Supplied text:
--- start ---
[107550] in North American Network Operators' Group
Re: [Fwd:] Nvidia NICs with duplicate mac addresses
daemon@ATHENA.MIT.EDU (Robert E. Seastrom)
Fri Sep 5 13:19:49 2008
To: "David W. Hankins" <David_Hankins@isc.org>
From: "Robert E. Seastrom" <rs@seastrom.com>
Date: Fri, 05 Sep 2008 13:19:44 -0400
In-Reply-To: <20080905163606.GE5333@isc.org> (David W. Hankins's message of
"Fri, 5 Sep 2008 09:36:06 -0700")
Cc: nanog@nanog.org
Errors-To: nanog-bounces@nanog.org
"David W. Hankins" <David_Hankins@isc.org> writes:
> On Fri, Sep 05, 2008 at 10:32:46AM -0400, Robert E. Seastrom wrote:
>> Forwarded to NANOG in the interests of wider awareness... having been
>> there and torn out my already scarce hair, duplicate MAC addresses can
>> really mess up your day...
--- end ---
Material provided:
--- start ---
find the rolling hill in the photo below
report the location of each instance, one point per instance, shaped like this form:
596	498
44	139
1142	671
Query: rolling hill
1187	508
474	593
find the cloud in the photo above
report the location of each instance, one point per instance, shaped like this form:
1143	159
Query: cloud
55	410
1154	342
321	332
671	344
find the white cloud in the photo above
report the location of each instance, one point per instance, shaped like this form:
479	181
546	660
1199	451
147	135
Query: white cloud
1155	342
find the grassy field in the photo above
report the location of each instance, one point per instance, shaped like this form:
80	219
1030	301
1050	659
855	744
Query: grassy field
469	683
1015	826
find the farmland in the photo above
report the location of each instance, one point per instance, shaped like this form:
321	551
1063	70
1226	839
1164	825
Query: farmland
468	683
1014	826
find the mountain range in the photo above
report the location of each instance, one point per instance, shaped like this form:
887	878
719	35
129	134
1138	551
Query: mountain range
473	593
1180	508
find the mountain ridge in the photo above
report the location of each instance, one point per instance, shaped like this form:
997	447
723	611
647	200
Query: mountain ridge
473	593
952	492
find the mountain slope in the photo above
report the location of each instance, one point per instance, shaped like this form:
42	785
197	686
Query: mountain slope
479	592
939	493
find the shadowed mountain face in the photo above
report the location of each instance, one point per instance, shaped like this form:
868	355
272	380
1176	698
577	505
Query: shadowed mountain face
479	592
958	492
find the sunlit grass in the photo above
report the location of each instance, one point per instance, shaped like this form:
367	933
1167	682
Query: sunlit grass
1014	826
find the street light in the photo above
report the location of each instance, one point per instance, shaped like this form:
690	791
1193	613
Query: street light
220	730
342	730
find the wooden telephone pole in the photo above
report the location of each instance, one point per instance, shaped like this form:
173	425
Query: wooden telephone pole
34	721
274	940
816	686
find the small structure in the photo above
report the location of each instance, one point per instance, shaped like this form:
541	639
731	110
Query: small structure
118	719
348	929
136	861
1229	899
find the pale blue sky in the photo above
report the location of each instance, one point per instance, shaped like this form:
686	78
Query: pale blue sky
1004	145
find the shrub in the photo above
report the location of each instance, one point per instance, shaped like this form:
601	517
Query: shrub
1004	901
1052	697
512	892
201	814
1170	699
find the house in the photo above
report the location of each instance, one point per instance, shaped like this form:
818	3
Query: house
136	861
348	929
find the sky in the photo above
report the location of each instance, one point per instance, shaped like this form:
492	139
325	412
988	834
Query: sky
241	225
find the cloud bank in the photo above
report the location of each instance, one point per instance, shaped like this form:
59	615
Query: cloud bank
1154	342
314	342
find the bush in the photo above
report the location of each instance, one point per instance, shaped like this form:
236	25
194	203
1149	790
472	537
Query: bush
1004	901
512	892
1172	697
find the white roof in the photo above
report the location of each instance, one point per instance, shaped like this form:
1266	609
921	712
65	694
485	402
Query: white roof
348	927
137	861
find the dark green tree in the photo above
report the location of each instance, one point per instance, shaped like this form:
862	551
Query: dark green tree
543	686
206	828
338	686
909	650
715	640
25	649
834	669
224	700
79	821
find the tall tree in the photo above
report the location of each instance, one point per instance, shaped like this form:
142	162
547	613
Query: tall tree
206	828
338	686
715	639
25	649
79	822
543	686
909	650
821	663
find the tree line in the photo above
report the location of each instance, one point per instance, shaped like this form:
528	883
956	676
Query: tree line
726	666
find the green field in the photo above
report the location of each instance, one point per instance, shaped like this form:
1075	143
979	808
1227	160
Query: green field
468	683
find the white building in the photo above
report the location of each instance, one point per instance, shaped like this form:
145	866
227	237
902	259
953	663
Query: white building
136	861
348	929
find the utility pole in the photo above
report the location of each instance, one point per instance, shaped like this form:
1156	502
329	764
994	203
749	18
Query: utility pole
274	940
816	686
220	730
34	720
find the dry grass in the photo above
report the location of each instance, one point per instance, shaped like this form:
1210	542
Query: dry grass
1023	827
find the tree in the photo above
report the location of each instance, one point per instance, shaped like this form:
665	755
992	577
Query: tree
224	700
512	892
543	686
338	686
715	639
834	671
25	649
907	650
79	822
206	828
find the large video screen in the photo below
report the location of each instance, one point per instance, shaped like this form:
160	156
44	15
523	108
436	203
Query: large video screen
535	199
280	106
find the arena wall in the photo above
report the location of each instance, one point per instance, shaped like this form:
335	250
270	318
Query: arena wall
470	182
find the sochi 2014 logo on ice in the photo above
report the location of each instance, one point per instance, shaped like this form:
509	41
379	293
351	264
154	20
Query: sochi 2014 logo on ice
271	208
--- end ---
What to do:
A: In the mailing list post, who sent the message?
B: Repeat the part of the mailing list post starting with "Fri Sep 5 13:19:49" and going on through "up your day...".

In response:
A: Robert E. Seastrom sent the message, from rs@seastrom.com.

B:
Fri Sep 5 13:19:49 2008
To: "David W. Hankins" <David_Hankins@isc.org>
From: "Robert E. Seastrom" <rs@seastrom.com>
Date: Fri, 05 Sep 2008 13:19:44 -0400
In-Reply-To: <20080905163606.GE5333@isc.org> (David W. Hankins's message of
"Fri, 5 Sep 2008 09:36:06 -0700")
Cc: nanog@nanog.org
Errors-To: nanog-bounces@nanog.org
"David W. Hankins" <David_Hankins@isc.org> writes:
> On Fri, Sep 05, 2008 at 10:32:46AM -0400, Robert E. Seastrom wrote:
>> Forwarded to NANOG in the interests of wider awareness... having been
>> there and torn out my already scarce hair, duplicate MAC addresses can
>> really mess up your day...